- **Given passage**
-- -- --

MELBOURNE, Australia -- Two-time Australian Open champion Victoria Azarenka is focused only on the present. It's a focus that has landed her in her first semifinal in Melbourne for the first time in a decade. 

On Tuesday night, Azarenka, now 33, beat No.3 Jessica Pegula 6-4, 6-1. The victory sets up a showdown between the two remaining major champions, as Azarenka faces reigning Wimbledon champion Elena Rybakina on Thursday. 

That match will be 10 years on from her last semifinal run on Rod Laver Arena, an emotionally fraught and controversial semifinal win against Sloane Stephens in 2013. In that match, Azarenka led Stephens 6-1, 5-3 before failing to convert five match points. Azarenka was broken at 5-4 and took a 10-minute off-court medical timeout to address a rib injury she had carried into the match that was restricting her breathing. 

Australian Open: Azarenka survives Zhu in late-night three-setter

2023 Australian Open

Azarenka went on to win 6-1, 6-4, but the incident provoked the adverse crowd. Headlines across the globe accused the then-No.1 of gamesmanship. She pulled herself together in the next days to defeat Li Na to win her second straight Australian Open title. 

On Tuesday, Azarenka addressed that moment. 

"It was one of the worst things that I've ever gone through in my professional career, the way I was treated after that moment, the way I had to explain myself until 10:30 p.m. at night because people didn't want to believe me," Azarenka told reporters. 

"There is sometimes incredible desire for a villain and a hero story that has to be written. But we're not villains. We're not heroes. We are regular human beings that go through so many, many things.

"Assumptions and judgments, all those comments, are just s--- because nobody's there to see the full story. It didn't matter how many times I said my story, it did not cut through.

-- -- --

- **Recorded data**
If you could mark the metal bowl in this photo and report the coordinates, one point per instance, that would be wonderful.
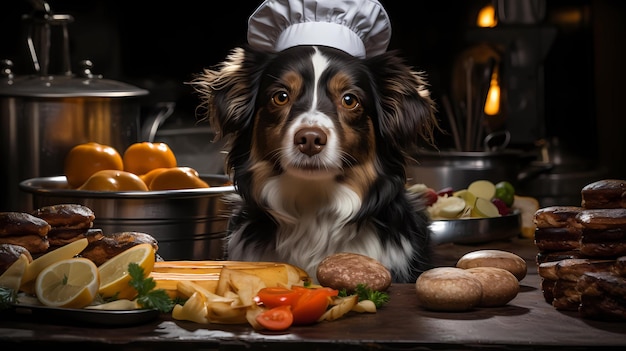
(476, 230)
(188, 224)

-- -- --

- **What you need to do**
1 – Do these statements agree with the Azarenka article? Answer yes or no for each, and quote the words of the article that decide it. (a) Azarenka beat Jessica Pegula 6-4, 6-1 on Tuesday night. (b) In the 2013 semifinal, Azarenka won on her first match point against Stephens. (c) Azarenka lost the 2013 final to Li Na.
2 – Reproduce word for word the stretch of the Azarenka article from "Australian Open: Azarenka" through "Australian Open title.".

- **Responses to the exercise**
1 –
(a) Yes: "On Tuesday night, Azarenka, now 33, beat No.3 Jessica Pegula 6-4, 6-1."
(b) No: "Azarenka led Stephens 6-1, 5-3 before failing to convert five match points."
(c) No: "She pulled herself together in the next days to defeat Li Na to win her second straight Australian Open title."

2 –
Australian Open: Azarenka survives Zhu in late-night three-setter

2023 Australian Open

Azarenka went on to win 6-1, 6-4, but the incident provoked the adverse crowd. Headlines across the globe accused the then-No.1 of gamesmanship. She pulled herself together in the next days to defeat Li Na to win her second straight Australian Open title.